PASSAGE
--------------------

Simon Cowell had a record company fail. Steven Spielberg was rejected from the University of Southern California Film School twice. J.K. Rowling’s world-famous Harry Potter novels were rejected by several publishers while she also was going through a divorce and raising her daughter alone. Sylvester Stallone suffered complications at birth that severed a nerve and caused paralysis in part of his face, which caused his slightly slurred speech.
Consider Mary Groda-Lewis, who endured 16 years of illiteracy because of unrecognized dyslexia, was committed to a reformatory on two different occasions, and almost died of a stroke while bearing a child. Committed to going to college, she worked at a variety of jobs, saved money, graduated with her high school equivalency at age 18, was named Oregon's outstanding Upward Bound student and finally entered college. In her determination to become a doctor, she faced 15 medical school rejections until Albany Medical College finally accepted her. In 1984, Dr. Mary Groda-Lewis, at age 35, graduated with honors to fulfill her dream.
Overcoming adversity presents tremendous opportunity to demonstrate what you can accomplish if you are committed to achieving a goal. Because I’ve shared my experiences with confronting business setbacks, I’m often asked for advice from people who are considering throwing in the towel on their ambitions.
I listen to their situations, and almost every time, I tell them the same thing: You can’t give up so easily. Whether your plan requires some tweaks or a major overhaul, if you can hang in there, you can get there. Hard work and nerves of steel are honed just like the work of a master blacksmith.
As one of my favorite authors, Napoleon Hill, said, “Every adversity, every failure, every heartache carries with it the seed of an equal or greater benefit.”

--------------------

WORK TASK 1
Output the passage on overcoming adversity from "Consider Mary Groda-Lewis, who" up to and including "fulfill her dream.".
WORK TASK 2
Pick up the passage on overcoming adversity after its final sentence and carry it forward.
The items after this point are separate material and are not part of the passage on overcoming adversity.

Records from a collection
--------------------

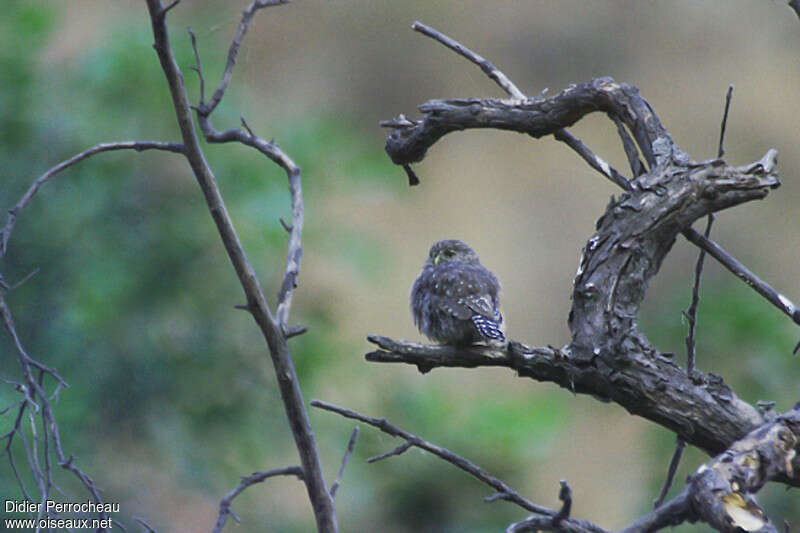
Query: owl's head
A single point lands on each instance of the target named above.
(451, 250)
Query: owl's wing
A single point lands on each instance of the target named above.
(483, 305)
(456, 308)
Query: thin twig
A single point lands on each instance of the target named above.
(233, 50)
(272, 151)
(795, 5)
(691, 313)
(348, 452)
(680, 445)
(724, 125)
(501, 79)
(139, 146)
(458, 461)
(252, 479)
(629, 145)
(391, 453)
(270, 326)
(148, 527)
(594, 161)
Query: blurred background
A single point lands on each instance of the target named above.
(172, 394)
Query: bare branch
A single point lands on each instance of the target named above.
(271, 327)
(721, 492)
(233, 50)
(691, 313)
(795, 5)
(272, 151)
(700, 409)
(459, 462)
(724, 125)
(348, 452)
(680, 445)
(594, 161)
(139, 146)
(409, 141)
(247, 481)
(777, 299)
(37, 398)
(560, 522)
(628, 144)
(501, 79)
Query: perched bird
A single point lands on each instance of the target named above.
(455, 298)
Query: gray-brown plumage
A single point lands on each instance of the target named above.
(455, 300)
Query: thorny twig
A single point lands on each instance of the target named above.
(413, 440)
(252, 479)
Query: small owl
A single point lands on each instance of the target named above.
(455, 299)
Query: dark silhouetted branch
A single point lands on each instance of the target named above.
(247, 481)
(461, 463)
(272, 327)
(139, 146)
(348, 452)
(486, 66)
(680, 445)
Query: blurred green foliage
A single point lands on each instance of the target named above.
(172, 396)
(133, 298)
(749, 343)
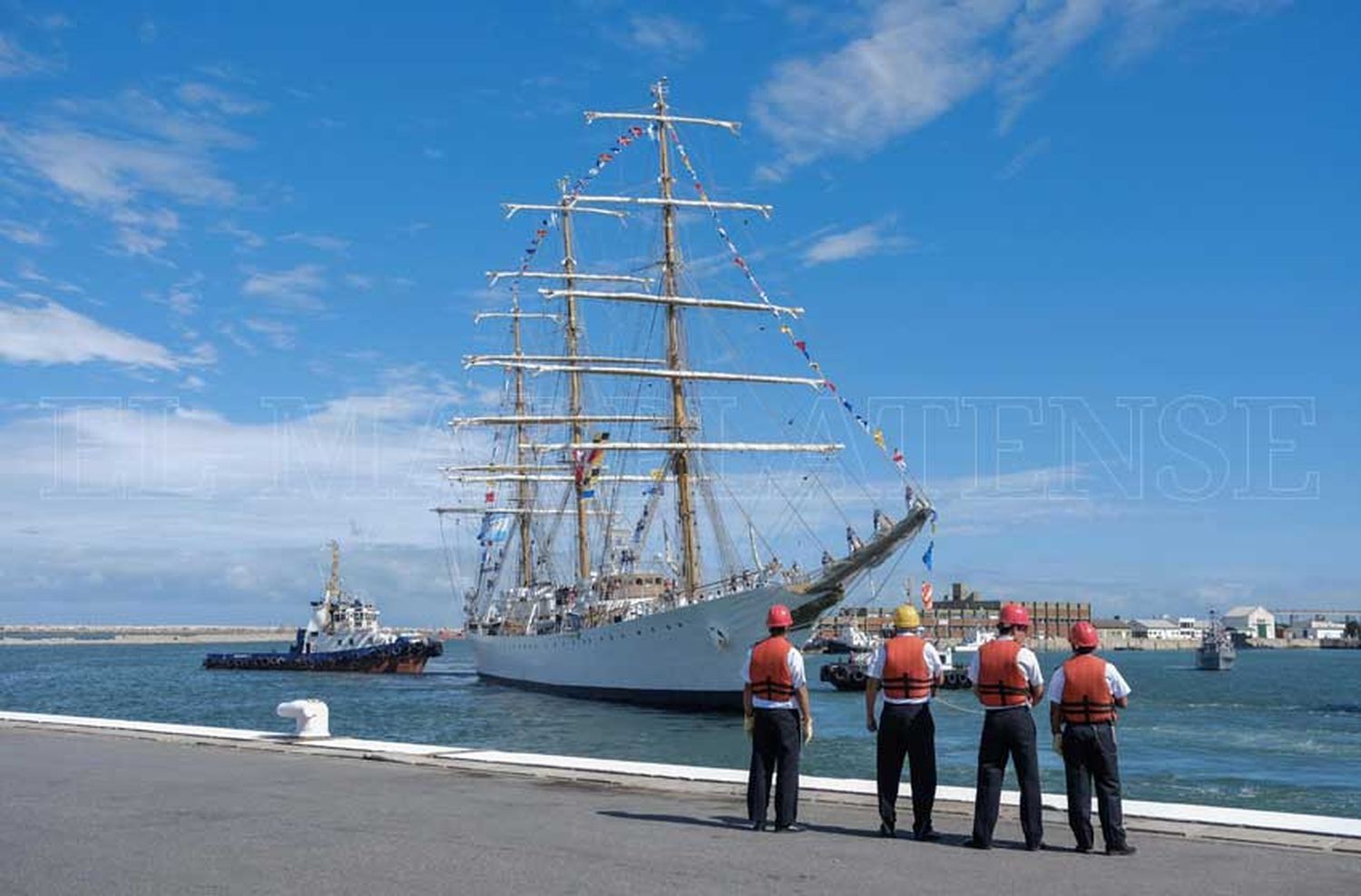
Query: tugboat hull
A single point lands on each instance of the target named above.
(403, 656)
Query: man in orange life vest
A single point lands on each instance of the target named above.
(776, 705)
(908, 669)
(1007, 680)
(1083, 696)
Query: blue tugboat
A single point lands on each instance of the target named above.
(343, 635)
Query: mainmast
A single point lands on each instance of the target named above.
(690, 572)
(573, 337)
(334, 582)
(523, 485)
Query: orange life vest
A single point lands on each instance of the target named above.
(769, 673)
(1086, 695)
(1001, 680)
(906, 672)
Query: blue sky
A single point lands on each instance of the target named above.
(239, 250)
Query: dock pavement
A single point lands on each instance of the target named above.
(144, 811)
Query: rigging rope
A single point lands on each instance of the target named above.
(800, 345)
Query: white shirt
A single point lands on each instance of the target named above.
(1119, 687)
(928, 653)
(795, 661)
(1028, 662)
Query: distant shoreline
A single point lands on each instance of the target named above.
(65, 635)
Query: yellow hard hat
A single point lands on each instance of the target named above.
(906, 618)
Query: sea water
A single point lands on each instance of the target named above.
(1282, 730)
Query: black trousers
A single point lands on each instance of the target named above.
(906, 730)
(1089, 754)
(776, 740)
(1007, 733)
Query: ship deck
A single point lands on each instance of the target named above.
(95, 812)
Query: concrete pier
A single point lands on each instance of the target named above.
(141, 811)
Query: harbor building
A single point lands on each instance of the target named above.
(1317, 628)
(961, 613)
(1113, 632)
(1254, 621)
(1160, 629)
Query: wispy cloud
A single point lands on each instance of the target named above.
(857, 242)
(226, 102)
(664, 34)
(915, 60)
(16, 62)
(318, 241)
(275, 332)
(296, 287)
(247, 239)
(22, 234)
(51, 334)
(1023, 160)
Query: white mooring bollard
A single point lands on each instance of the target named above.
(310, 716)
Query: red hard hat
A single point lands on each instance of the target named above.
(1083, 635)
(778, 618)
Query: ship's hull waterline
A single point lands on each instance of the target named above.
(689, 657)
(400, 657)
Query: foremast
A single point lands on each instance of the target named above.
(690, 575)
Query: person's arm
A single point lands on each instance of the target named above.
(1119, 687)
(934, 659)
(1033, 676)
(806, 713)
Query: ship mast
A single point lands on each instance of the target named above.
(690, 574)
(334, 582)
(523, 485)
(573, 337)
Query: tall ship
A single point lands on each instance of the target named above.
(1216, 651)
(342, 635)
(631, 443)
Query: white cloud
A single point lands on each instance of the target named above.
(16, 62)
(917, 59)
(275, 332)
(1023, 160)
(52, 334)
(106, 171)
(296, 287)
(22, 234)
(226, 102)
(54, 22)
(664, 34)
(318, 241)
(859, 242)
(247, 239)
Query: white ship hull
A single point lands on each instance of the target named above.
(689, 657)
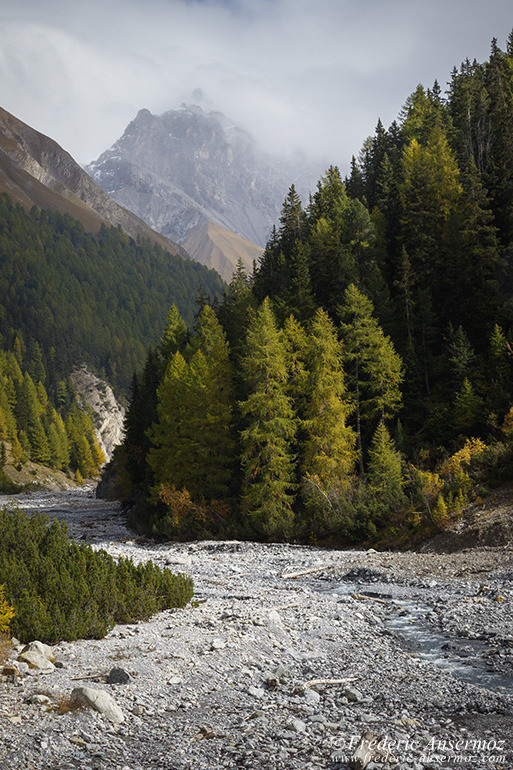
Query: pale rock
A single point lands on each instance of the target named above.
(42, 649)
(108, 414)
(297, 725)
(312, 697)
(40, 700)
(100, 701)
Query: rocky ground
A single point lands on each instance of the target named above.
(290, 657)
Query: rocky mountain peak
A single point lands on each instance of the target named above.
(188, 169)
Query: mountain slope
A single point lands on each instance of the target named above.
(35, 170)
(188, 172)
(219, 248)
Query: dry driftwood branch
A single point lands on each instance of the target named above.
(317, 682)
(309, 571)
(370, 598)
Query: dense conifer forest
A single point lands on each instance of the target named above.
(360, 381)
(60, 437)
(70, 297)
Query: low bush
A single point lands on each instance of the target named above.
(63, 591)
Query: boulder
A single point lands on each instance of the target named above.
(100, 701)
(38, 656)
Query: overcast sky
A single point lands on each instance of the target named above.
(307, 74)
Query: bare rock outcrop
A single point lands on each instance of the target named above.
(108, 413)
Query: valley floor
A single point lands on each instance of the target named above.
(422, 642)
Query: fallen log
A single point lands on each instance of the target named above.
(309, 571)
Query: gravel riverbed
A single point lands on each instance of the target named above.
(288, 658)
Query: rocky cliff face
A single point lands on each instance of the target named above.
(188, 169)
(108, 413)
(36, 170)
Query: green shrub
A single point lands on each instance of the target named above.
(62, 591)
(6, 613)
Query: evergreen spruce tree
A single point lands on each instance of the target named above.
(267, 461)
(374, 368)
(193, 445)
(385, 468)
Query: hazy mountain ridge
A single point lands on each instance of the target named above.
(187, 168)
(35, 170)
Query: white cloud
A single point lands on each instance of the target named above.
(295, 73)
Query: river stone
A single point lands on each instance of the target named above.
(99, 700)
(118, 676)
(44, 650)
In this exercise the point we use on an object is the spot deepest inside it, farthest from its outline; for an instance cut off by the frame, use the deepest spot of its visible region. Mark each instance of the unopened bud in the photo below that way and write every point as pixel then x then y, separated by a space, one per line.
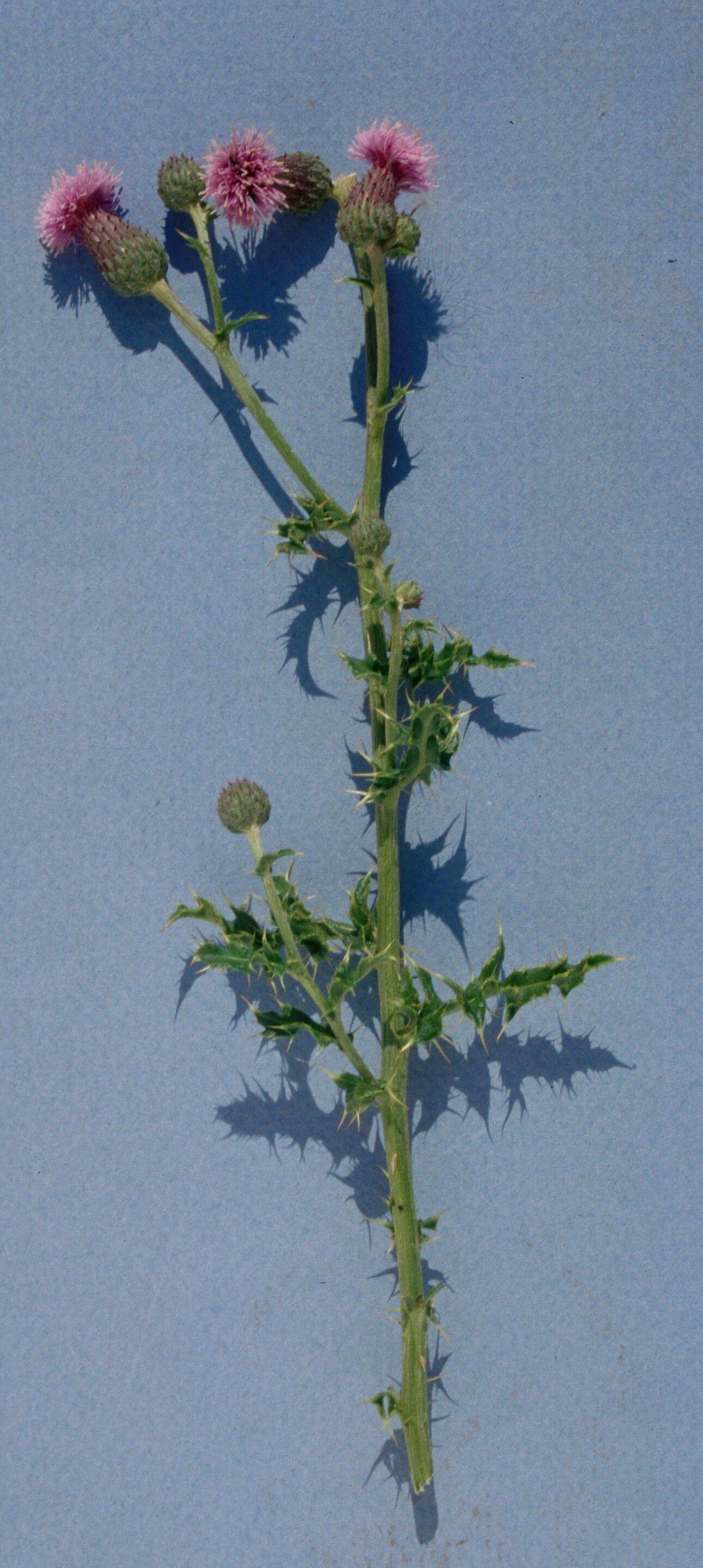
pixel 308 182
pixel 368 215
pixel 181 182
pixel 343 187
pixel 408 595
pixel 131 259
pixel 244 805
pixel 407 236
pixel 370 538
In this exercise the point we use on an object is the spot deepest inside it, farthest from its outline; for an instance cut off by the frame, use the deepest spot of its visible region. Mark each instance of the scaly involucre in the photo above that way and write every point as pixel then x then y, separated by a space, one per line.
pixel 245 179
pixel 71 198
pixel 397 151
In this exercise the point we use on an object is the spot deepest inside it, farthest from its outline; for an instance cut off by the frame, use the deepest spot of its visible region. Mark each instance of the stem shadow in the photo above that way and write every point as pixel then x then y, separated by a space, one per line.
pixel 258 275
pixel 418 319
pixel 456 1078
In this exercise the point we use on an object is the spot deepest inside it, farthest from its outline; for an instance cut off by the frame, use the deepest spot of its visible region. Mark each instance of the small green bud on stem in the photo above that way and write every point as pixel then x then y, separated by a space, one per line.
pixel 242 806
pixel 370 538
pixel 308 182
pixel 131 259
pixel 181 182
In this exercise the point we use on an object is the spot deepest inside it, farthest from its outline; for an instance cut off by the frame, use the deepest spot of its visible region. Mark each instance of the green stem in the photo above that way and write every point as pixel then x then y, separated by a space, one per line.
pixel 203 231
pixel 242 388
pixel 415 1412
pixel 299 966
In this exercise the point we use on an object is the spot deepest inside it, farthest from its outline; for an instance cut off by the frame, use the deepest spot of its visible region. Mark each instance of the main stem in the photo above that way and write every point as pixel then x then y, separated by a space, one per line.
pixel 299 966
pixel 413 1410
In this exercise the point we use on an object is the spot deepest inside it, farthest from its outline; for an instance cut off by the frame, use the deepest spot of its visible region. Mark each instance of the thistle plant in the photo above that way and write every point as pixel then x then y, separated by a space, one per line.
pixel 311 961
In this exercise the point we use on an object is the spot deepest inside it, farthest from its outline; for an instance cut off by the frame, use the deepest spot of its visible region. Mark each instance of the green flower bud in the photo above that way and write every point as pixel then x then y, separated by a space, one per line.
pixel 370 538
pixel 131 261
pixel 343 187
pixel 308 182
pixel 407 236
pixel 408 595
pixel 244 805
pixel 181 182
pixel 368 215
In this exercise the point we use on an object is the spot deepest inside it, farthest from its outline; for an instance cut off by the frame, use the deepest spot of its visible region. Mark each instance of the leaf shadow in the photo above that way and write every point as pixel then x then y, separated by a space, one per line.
pixel 451 1078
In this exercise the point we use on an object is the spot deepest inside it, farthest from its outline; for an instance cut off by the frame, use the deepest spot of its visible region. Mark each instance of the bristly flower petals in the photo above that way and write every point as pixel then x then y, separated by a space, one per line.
pixel 397 150
pixel 71 198
pixel 245 179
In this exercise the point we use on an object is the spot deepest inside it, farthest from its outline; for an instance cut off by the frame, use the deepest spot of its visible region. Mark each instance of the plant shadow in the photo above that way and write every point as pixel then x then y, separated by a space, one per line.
pixel 454 1078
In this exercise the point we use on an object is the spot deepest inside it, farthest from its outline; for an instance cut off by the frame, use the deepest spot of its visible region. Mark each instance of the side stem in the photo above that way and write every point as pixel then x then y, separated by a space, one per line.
pixel 244 389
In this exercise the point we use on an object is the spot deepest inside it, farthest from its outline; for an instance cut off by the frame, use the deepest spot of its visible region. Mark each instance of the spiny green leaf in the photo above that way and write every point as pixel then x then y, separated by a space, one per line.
pixel 366 668
pixel 421 661
pixel 526 985
pixel 427 742
pixel 363 283
pixel 388 1405
pixel 471 1002
pixel 361 914
pixel 313 932
pixel 358 1094
pixel 397 396
pixel 293 537
pixel 492 968
pixel 349 976
pixel 427 1228
pixel 288 1021
pixel 244 955
pixel 203 912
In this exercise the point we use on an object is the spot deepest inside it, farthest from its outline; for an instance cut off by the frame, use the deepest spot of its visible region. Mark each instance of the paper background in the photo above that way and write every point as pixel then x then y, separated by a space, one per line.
pixel 192 1321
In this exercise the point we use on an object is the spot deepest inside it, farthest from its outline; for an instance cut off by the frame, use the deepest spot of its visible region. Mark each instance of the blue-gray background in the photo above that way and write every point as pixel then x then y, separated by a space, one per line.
pixel 190 1322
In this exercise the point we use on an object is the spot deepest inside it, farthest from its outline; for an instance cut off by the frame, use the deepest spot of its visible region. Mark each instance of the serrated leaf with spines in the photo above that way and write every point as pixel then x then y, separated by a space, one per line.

--------------------

ANSWER SPACE 1
Consider Mary Groda-Lewis, who endured 16 years of illiteracy because of unrecognized dyslexia, was committed to a reformatory on two different occasions, and almost died of a stroke while bearing a child. Committed to going to college, she worked at a variety of jobs, saved money, graduated with her high school equivalency at age 18, was named Oregon's outstanding Upward Bound student and finally entered college. In her determination to become a doctor, she faced 15 medical school rejections until Albany Medical College finally accepted her. In 1984, Dr. Mary Groda-Lewis, at age 35, graduated with honors to fulfill her dream.

ANSWER SPACE 2
Be thankful for adversity. No person is more unhappy than the one who has never experienced adversity. It’s often said that what doesn’t kill you makes you stronger. That’s perhaps an exaggeration, but I’m grateful I didn’t give in to any negative thoughts that would have surely brought my business down.
Adversity is the grindstone of life. Intended to polish you up, adversity also has the ability to grind you down. The impact and ultimate result depend on how you respond to the difficulties that come your way.
Consider the doomsday businessman who had a reason every single month as to why business was bad. His list of people-problems and business adversity is a comical reminder of our tendency to find excuses for our lack of success.
January: People spent all their cash for the holidays.
February: All the best customers have gone south.
March: Unseasonably cold and too rainy.
April: Everybody is preoccupied with income taxes.
May: Too much rain; farmers distressed.
June: Too little rain; farmers distressed.
July: Heat has everyone down.
August: Everybody is away on vacation.
September: Everybody is back but broke.
October: Customers are waiting to see how fall clearance sales turn out.
November: People are upset over election results.
December: Customers need money for the holidays.
Mackay’s Moral: Never let a stumble be the end of your journey.